● **EXERCISE PASSAGE**:
##########

This rule from the SEC follows recent climate disclosure rules for companies in Europe and California. Both go much further than the SEC’s, requiring large companies to disclose both their direct AND indirect emissions (i.e., all scope 1, 2, and 3 emissions). These European and Californian rules—slated to go into effect in 2025 and 2026 respectively—will likely have major ripple effects since they apply not just to businesses headquartered in their respective borders, but to any companies doing business there that also have revenue greater than specific thresholds (e.g., $1 billion for California). As companies doing business in California and Europe work to comply with those more sweeping rules, it will likely have ripple effects for SEC—and other—reporting as well.

As we often say in climate reporting, “You can’t manage what you don’t measure,” and all of these climate disclosure rules will allow for more informed climate action strategies to help us tackle the climate crisis. The challenge now will be to rapidly train the experts and analysts who can make this expanded carbon reporting a reality.

students presenting research

 

Last December, LinkedIn’s Global Green Skills 2022 report noted “If we’re to deliver real change, we have to think about green roles and green skills.” This report was widely touted for calling attention to the large discrepancy between the number of workers needed versus those available with the necessary knowledge and skills to lead organizations in measuring and managing their emissions.

At UNH, we are doing our part to close that gap with programs like the Climate Action Clinic and Carbon Footprinting Certificate, with our own exploration of our scope 3 footprint, and with our continued support of SIMAP itself. We are excited to continue to have a “front row seat” when it comes to climate leadership and action—and hopeful that the next two decades will be even more impactful and inspiring than the past two.


Jenn Andrews and Dr. Allison (Alley) Leach are co-developers of SIMAP, the campus carbon and nitrogen footprint tool hosted by the UNH Sustainability Institute and co-instructors for the Climate Action Clinic and PD&T Carbon Footprinting Certificate.

Jenn is a Project Director at the UNH Sustainability Institute where for more than ten years she has led a range of sustainability programs, including UNH’s sustainability reporting to AASHE STARS and the Climate Commitment, its SIMAP initiative, the Sustainability Fellows, and the Climate Action Clinic programs. Before coming to UNHSI, Jenn spent 13 years at the nonprofit Clean Air-Cool Planet, promoting and supporting practical climate solutions for colleges and universities as well as municipalities and businesses. During her tenure there she helped to launch, oversee and continually develop the Campus Carbon Calculator, to the point where it has become an indispensable carbon management and sustainability tool for hundreds of colleges and universities nationwide.

##########

● **EXTRACTED DATA**:

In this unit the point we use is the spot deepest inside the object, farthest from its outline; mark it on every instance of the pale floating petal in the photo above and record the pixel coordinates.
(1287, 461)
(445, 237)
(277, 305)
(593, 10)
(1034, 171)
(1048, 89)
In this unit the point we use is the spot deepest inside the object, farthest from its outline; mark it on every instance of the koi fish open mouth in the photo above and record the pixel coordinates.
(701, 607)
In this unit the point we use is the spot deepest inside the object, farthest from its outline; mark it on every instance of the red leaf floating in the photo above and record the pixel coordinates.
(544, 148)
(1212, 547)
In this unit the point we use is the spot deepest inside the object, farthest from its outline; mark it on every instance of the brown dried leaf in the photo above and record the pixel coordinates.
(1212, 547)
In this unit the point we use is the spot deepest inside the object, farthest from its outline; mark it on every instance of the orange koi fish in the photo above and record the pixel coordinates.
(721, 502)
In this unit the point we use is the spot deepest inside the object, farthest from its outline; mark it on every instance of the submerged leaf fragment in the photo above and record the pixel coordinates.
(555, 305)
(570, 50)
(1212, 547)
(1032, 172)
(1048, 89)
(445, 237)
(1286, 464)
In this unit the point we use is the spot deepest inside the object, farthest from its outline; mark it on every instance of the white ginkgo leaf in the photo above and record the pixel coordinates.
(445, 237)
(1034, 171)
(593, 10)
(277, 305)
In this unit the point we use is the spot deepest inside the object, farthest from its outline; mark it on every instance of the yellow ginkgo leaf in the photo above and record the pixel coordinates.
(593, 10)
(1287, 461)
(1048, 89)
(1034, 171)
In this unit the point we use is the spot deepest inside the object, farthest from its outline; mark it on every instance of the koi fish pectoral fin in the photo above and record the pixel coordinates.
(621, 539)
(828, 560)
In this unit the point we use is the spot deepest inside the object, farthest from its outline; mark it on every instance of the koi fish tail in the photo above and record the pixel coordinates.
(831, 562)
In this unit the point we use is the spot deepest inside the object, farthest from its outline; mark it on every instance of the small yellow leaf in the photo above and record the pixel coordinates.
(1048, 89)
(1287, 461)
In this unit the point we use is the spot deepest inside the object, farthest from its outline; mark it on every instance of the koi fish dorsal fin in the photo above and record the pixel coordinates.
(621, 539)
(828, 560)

##########

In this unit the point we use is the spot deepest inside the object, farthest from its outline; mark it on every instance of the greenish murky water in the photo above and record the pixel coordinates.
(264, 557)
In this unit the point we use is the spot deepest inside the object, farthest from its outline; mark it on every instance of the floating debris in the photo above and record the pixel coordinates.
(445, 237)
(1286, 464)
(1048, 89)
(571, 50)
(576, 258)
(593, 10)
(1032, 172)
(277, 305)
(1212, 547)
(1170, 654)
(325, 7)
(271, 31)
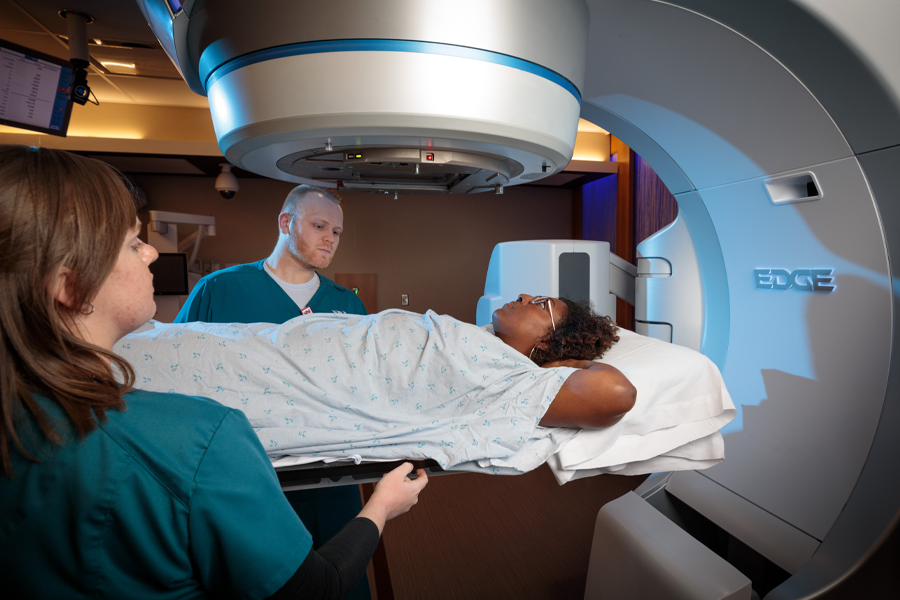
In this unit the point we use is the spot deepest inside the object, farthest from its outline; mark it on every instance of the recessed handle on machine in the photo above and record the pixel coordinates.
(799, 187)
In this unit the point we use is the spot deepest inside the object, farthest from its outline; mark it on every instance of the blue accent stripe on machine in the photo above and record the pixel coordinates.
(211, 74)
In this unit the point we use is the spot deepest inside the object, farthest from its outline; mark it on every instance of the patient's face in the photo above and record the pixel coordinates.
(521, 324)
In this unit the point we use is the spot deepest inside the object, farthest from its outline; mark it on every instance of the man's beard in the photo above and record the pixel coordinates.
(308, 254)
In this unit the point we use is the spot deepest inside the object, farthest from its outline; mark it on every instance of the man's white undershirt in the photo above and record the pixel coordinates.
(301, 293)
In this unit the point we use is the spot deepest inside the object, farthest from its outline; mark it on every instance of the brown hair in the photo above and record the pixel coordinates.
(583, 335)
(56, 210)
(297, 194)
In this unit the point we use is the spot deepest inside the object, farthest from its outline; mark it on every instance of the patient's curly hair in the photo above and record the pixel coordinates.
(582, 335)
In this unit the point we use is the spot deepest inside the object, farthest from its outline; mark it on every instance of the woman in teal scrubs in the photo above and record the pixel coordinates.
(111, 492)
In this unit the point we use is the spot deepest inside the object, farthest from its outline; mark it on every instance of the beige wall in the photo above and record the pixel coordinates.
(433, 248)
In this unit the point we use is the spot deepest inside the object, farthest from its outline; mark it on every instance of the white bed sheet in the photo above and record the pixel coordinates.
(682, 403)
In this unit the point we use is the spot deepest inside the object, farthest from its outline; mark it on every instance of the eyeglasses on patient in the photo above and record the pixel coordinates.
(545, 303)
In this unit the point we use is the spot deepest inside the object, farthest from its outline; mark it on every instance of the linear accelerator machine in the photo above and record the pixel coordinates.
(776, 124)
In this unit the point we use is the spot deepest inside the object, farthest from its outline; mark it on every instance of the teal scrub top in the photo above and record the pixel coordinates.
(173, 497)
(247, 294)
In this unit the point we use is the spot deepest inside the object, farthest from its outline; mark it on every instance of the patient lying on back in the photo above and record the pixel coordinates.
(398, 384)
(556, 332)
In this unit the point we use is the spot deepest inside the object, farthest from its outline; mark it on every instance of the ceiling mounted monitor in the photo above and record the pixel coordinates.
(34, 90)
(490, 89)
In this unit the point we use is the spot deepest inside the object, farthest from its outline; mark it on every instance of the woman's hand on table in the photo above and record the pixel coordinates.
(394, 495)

##########

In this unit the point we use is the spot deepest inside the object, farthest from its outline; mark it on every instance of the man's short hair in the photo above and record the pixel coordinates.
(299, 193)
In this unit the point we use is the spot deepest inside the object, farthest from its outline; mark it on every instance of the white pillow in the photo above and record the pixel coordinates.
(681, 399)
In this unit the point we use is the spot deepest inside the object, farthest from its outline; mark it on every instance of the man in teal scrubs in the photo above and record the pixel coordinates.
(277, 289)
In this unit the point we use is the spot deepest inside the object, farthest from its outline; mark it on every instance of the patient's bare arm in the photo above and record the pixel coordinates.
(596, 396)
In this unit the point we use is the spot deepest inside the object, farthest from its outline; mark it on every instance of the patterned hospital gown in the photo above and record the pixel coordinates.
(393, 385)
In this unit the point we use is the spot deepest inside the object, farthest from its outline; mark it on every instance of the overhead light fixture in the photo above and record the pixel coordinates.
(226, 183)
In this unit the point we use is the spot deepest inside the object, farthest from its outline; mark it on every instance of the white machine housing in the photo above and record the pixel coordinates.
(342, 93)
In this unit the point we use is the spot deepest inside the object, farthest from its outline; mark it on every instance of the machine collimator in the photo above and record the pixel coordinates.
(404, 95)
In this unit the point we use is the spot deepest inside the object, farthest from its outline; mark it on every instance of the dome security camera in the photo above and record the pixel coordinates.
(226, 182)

##########

● **YOUR ASSIGNMENT**:
Answer from the climate reporting text:
1. What revenue threshold does the climate reporting text give as an example for California?
2. Which report stated, "If we're to deliver real change, we have to think about green roles and green skills"?
3. How many years did Jenn spend at the nonprofit Clean Air-Cool Planet?

● **RESPONSE**:
1. $1 billion
2. LinkedIn's Global Green Skills 2022 report
3. 13 years